- Records for the task
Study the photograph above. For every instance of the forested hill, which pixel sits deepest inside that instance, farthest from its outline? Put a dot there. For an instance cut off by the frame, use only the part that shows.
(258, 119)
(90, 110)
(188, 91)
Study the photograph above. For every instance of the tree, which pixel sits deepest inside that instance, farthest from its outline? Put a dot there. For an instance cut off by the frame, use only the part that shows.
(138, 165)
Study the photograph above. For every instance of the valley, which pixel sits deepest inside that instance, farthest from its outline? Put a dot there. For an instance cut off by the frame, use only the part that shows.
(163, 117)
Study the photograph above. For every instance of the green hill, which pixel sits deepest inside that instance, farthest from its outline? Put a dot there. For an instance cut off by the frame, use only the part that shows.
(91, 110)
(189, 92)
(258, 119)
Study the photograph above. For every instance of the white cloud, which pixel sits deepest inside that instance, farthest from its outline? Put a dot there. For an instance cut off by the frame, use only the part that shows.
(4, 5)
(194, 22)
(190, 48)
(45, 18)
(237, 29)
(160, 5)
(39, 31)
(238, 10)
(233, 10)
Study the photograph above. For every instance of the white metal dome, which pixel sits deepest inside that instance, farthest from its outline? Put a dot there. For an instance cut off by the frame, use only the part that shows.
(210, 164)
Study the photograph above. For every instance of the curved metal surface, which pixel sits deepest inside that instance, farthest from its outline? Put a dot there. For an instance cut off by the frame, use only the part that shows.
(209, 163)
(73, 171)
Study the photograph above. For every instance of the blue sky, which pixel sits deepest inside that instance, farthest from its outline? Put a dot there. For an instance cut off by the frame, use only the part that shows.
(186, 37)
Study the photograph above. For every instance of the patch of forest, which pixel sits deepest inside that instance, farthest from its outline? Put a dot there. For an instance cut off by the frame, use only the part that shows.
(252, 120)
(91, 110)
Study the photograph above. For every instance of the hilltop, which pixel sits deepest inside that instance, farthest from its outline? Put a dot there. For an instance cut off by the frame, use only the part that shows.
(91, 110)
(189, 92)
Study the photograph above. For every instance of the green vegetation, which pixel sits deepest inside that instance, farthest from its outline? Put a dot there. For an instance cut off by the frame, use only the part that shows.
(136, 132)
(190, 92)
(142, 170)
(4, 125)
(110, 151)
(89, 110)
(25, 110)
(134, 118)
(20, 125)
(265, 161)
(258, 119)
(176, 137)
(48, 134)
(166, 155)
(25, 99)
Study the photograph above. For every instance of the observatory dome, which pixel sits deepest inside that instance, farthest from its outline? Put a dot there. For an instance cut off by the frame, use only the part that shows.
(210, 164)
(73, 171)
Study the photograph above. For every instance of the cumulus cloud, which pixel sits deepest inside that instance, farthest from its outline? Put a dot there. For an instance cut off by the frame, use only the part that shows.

- Task statement
Copy the listing in full. Match it word for word.

- Output for this task
Study the photograph above. For every instance of the forested hill, which pixel sits deepest inside that instance, farthest from its outline? Put a dot there. For an instance cut off by the frame, use only the part that shows.
(258, 119)
(90, 110)
(188, 91)
Study the photograph above. For every instance of the tree, which pixel sits deepest inside that instance, farthest from its outline? Put a dot there. For an instance cut off by the frame, use only the part that shows.
(138, 165)
Study the photograph above. For every instance of the valley, which pixel sits deepest inside that instance, farthest from its outline? Put a dot there. For an instance cut off by the frame, use only the part that shows.
(163, 117)
Study the photograph above. For every instance of the green hill, which pixel sits deepest inside that instance, farthest from its outline? Put a dot there. For an instance cut off by the frame, use only the part that shows.
(91, 110)
(189, 92)
(258, 119)
Study the photograph above. For every instance of the white cloud, which pixel sits deepest inside that instance, farthest from its outline? Put a dot there. For an instance cut off by the frame, use only the part that shows.
(4, 5)
(194, 22)
(190, 48)
(45, 18)
(237, 29)
(160, 5)
(39, 31)
(238, 10)
(233, 10)
Study the photograph above. For every instance of the white metal dome, which pixel sits deepest inside that instance, farthest from its outline? Put a dot there. For an instance cut off by the frame, use only the part that shows.
(210, 164)
Study the photograph above. For every instance of the curved metal surface, which pixel sits deepest inside that instance, farthest from its outline? Put a dot there. For an instance cut off by the frame, use only the part that shows.
(209, 163)
(73, 171)
Study the photograph above. For every instance of the blue sky, which pixel sits deepest inside that instance, farthest from its outline? Put a dot there. For an instance cut off by the frame, use only the part that shows.
(186, 37)
Study the photograph above. For every instance of the patch of forest, which pixel sits deepest inside that instance, farthest from its outline? Put a dot there. For an instance cut off by the frame, use only the part that shows.
(252, 120)
(91, 110)
Study the photograph above. For every instance of the hilltop, which pixel sits deepest inside that instance, farthest from its outline? Put a dot there. For an instance cut off by the frame, use only the part that shows.
(91, 110)
(189, 92)
Study the photograph above. For every instance of the green vegetation, which pixel sits deepest inside that instance, farthest from its outline? Put a dot there. For an instance cut off by the frame, use only the part that shows.
(136, 132)
(190, 92)
(142, 170)
(4, 125)
(110, 151)
(89, 110)
(25, 110)
(134, 118)
(20, 125)
(265, 161)
(258, 119)
(176, 137)
(48, 134)
(166, 155)
(25, 99)
Study the photograph above. For every instance of the observatory dome, which pixel sits deepest inside that instance, farthest from its outline? Put a dot there. For an instance cut off by the frame, use only the part that shows.
(210, 164)
(73, 171)
Study the photograph above. For every instance of the cumulus cloud, which pixel sits deepest inside that instance, farthest from its outline? Put a dot there. For an instance cut off by the frame, use only the part that shows.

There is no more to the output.